**Cosa si richiede:**
**A.** Quale apporto giornaliero di vitamina K viene indicato come adeguato nel testo sulla vitamina K?
**B.** Riassumi in due frasi il testo sulla vitamina K.
**C.** Ricopia alla lettera il passo del testo sulla vitamina K compreso tra "Vitamina K è un termine" e "dalla flora intestinale.", incluse queste ultime parole.

**Testo fornito:**
Vitamina K

La vitamina K è contenuta in natura negli ortaggi a foglia verde (spinaci, lattuga, broccoli, cavolfiore, cavoletti di Bruxelles) e, in quantità inferiori, nei cereali, nella carne e nei latticini.

La vitamina K viene sintetizzata a livello intestinale dalla flora batterica per poi passare nella circolazione linfatica.

L'utilizzo di antibiotici e sulfamidici, o situazioni di inadeguato assorbimento intestinale (mancanza di bile), possono comprometterne l'assorbimento.

La Vitamina K è una vitamina liposolubile e pertanto necessita di normali funzioni pancreatiche e biliari, il suo assorbimento è favorito dalla presenza concomitante dei grassi.
 
Pertanto tutte le condizioni che determinano malassorbimento dei lipidi, compromettono anche l'utilizzo della vitamina K  presente nella dieta.

Il fabbisogno giornaliero non è stato definito anche se un apporto di 1 µg per Kg di peso corporeo al giorno appare adeguato ed è fornito da una normale dieta mista.

La carenza di vitamina K determina una coagulazione non corretta e può dare origine a sindrome emorragica, a causa dell'inadeguata sintesi dei fattori della coagulazione.

La Vitamina K attiva l'osteocalcina, una proteina ossea che è coinvolta nella fissazione del calcio nelle ossa.

Vitamina K è un termine generale che fa riferimento ad una serie di composti sia di origine naturale (K1 e K2) che sintetica (K3). La vitamina K1 la troviamo nelle verdure a foglie verdi, uova latticini e fegato; mentre la vitamina K2 viene prodotta dalla flora intestinale.

Voci salvate:

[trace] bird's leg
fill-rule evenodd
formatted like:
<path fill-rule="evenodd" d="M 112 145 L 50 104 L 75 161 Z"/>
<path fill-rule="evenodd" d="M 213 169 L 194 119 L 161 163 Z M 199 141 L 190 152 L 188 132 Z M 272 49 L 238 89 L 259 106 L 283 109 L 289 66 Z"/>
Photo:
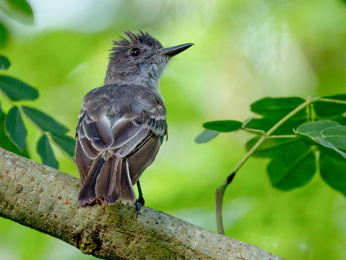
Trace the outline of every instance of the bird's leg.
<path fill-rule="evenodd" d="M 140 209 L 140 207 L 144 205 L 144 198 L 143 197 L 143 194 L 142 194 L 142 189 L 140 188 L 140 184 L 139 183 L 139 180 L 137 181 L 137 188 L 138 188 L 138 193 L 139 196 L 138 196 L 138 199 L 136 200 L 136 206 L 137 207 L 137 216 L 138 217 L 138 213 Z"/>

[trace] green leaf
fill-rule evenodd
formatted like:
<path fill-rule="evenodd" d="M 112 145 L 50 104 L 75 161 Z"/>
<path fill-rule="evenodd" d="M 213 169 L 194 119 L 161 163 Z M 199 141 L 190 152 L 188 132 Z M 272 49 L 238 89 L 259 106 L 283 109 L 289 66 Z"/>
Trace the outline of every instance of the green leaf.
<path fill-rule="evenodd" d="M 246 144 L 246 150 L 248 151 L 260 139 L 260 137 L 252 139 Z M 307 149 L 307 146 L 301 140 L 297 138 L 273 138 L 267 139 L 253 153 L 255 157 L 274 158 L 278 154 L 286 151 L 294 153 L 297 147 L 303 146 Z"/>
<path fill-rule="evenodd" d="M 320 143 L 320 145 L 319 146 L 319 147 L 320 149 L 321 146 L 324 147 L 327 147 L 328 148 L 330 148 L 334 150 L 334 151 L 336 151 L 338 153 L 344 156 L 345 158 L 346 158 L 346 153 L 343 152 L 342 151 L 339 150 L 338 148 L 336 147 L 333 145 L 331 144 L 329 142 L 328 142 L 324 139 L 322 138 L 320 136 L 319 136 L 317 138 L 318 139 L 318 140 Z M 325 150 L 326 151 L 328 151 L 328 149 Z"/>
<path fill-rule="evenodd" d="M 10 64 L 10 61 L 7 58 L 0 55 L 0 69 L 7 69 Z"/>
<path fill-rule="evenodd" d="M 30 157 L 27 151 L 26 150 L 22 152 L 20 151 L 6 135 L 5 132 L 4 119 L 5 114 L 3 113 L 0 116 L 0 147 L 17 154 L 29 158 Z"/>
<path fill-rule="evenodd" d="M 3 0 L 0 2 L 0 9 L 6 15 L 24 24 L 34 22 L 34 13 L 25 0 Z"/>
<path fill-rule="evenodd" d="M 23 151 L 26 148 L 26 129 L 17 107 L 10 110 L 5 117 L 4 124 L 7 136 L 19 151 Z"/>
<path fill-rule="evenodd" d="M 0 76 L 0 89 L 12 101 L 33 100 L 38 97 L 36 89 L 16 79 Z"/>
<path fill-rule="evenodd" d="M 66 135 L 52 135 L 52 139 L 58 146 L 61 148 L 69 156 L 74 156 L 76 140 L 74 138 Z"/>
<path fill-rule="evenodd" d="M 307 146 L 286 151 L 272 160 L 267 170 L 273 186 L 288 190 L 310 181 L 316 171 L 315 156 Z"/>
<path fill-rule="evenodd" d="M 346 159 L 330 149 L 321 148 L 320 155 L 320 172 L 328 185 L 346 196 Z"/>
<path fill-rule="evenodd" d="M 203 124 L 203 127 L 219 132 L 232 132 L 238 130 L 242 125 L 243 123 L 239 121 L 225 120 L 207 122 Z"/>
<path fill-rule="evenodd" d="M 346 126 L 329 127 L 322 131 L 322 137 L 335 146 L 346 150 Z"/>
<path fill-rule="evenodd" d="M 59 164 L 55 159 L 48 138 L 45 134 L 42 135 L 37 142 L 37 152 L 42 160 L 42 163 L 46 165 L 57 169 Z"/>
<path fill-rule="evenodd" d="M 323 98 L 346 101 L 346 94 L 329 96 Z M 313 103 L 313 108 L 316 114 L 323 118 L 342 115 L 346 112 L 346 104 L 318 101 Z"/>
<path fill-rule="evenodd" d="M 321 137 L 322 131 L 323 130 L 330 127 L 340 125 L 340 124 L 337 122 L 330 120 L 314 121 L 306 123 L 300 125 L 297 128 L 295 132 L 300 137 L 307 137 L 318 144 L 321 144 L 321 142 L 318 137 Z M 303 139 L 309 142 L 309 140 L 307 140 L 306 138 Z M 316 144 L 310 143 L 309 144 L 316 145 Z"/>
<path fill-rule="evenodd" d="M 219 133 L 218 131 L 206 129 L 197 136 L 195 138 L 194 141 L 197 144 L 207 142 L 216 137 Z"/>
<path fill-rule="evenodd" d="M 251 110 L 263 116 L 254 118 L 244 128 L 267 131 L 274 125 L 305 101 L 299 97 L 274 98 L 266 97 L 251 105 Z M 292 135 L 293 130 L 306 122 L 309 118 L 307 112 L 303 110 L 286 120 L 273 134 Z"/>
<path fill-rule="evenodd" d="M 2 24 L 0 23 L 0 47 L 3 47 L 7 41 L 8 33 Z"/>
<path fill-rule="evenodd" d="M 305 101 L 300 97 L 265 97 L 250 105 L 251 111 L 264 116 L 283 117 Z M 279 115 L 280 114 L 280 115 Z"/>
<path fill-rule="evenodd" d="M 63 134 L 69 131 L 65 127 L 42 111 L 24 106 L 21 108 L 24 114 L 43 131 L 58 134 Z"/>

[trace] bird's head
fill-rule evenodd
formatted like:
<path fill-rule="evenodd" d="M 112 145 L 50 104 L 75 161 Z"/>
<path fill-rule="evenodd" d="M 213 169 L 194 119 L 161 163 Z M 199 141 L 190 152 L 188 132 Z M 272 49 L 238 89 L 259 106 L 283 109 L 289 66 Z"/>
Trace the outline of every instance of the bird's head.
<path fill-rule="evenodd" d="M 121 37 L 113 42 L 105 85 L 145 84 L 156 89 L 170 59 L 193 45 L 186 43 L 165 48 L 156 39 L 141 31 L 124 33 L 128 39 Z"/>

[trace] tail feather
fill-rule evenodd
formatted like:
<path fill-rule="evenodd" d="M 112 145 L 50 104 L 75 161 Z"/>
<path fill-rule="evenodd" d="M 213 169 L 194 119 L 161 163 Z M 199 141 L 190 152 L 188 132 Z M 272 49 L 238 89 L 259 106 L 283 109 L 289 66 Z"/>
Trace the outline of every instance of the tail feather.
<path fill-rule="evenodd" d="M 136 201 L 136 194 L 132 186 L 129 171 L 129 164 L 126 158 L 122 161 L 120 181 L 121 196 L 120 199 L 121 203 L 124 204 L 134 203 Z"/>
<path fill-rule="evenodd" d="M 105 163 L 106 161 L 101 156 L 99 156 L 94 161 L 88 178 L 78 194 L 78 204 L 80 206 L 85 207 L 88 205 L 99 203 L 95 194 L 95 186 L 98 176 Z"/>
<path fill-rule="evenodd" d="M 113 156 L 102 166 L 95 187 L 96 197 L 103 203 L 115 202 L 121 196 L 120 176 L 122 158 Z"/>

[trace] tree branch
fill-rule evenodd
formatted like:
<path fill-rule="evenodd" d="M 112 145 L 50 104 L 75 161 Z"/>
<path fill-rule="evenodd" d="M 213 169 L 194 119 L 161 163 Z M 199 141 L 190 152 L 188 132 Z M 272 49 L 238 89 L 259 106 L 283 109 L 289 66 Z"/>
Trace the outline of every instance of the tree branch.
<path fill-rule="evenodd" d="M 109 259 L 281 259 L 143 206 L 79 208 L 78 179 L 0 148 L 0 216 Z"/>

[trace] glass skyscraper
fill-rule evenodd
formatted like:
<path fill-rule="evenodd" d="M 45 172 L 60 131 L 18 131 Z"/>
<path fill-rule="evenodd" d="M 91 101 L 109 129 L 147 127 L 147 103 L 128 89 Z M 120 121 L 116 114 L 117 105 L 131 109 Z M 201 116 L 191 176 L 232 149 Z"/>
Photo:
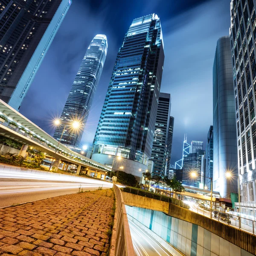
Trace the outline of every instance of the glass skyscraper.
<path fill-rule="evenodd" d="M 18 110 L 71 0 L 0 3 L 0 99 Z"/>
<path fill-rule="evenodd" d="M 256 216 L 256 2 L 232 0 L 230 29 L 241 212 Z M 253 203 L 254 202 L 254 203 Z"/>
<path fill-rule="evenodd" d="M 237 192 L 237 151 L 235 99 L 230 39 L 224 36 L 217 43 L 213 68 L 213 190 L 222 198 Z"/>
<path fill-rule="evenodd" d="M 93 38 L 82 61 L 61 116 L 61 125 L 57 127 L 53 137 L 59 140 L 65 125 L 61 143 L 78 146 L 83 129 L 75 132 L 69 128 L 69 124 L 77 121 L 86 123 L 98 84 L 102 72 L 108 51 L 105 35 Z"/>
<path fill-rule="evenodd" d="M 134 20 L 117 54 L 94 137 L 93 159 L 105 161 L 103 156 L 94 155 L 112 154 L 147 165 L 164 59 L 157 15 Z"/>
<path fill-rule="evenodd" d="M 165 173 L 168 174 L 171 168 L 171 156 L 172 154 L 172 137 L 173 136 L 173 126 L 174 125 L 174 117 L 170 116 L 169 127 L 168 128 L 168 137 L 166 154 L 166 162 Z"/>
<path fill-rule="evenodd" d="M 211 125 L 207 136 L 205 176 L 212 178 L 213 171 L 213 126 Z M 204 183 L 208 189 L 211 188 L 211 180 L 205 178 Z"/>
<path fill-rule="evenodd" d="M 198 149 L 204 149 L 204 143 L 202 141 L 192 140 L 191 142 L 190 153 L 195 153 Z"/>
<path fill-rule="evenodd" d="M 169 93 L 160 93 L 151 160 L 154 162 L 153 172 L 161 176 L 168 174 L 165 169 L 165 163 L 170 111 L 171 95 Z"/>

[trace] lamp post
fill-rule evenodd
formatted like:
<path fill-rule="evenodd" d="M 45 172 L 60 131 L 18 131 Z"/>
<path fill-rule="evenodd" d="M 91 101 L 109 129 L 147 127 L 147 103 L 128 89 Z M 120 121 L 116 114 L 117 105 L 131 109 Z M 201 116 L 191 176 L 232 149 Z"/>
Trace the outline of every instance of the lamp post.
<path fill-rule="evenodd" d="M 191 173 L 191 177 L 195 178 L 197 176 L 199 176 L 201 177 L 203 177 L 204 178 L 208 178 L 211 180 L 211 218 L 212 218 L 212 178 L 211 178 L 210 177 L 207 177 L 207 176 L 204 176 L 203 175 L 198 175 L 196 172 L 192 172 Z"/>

**Le tue risposte:**
**A.** Un apporto di 1 µg per kg di peso corporeo al giorno, fornito da una normale dieta mista.

**B.** La vitamina K è una vitamina liposolubile presente negli ortaggi a foglia verde e, in quantità inferiori, in cereali, carne e latticini, ed è sintetizzata anche dalla flora batterica intestinale. Il suo assorbimento richiede normali funzioni pancreatiche e biliari ed è favorito dai grassi, mentre la sua carenza determina una coagulazione non corretta e può dare origine a sindrome emorragica.

**C.**
Vitamina K è un termine generale che fa riferimento ad una serie di composti sia di origine naturale (K1 e K2) che sintetica (K3). La vitamina K1 la troviamo nelle verdure a foglie verdi, uova latticini e fegato; mentre la vitamina K2 viene prodotta dalla flora intestinale.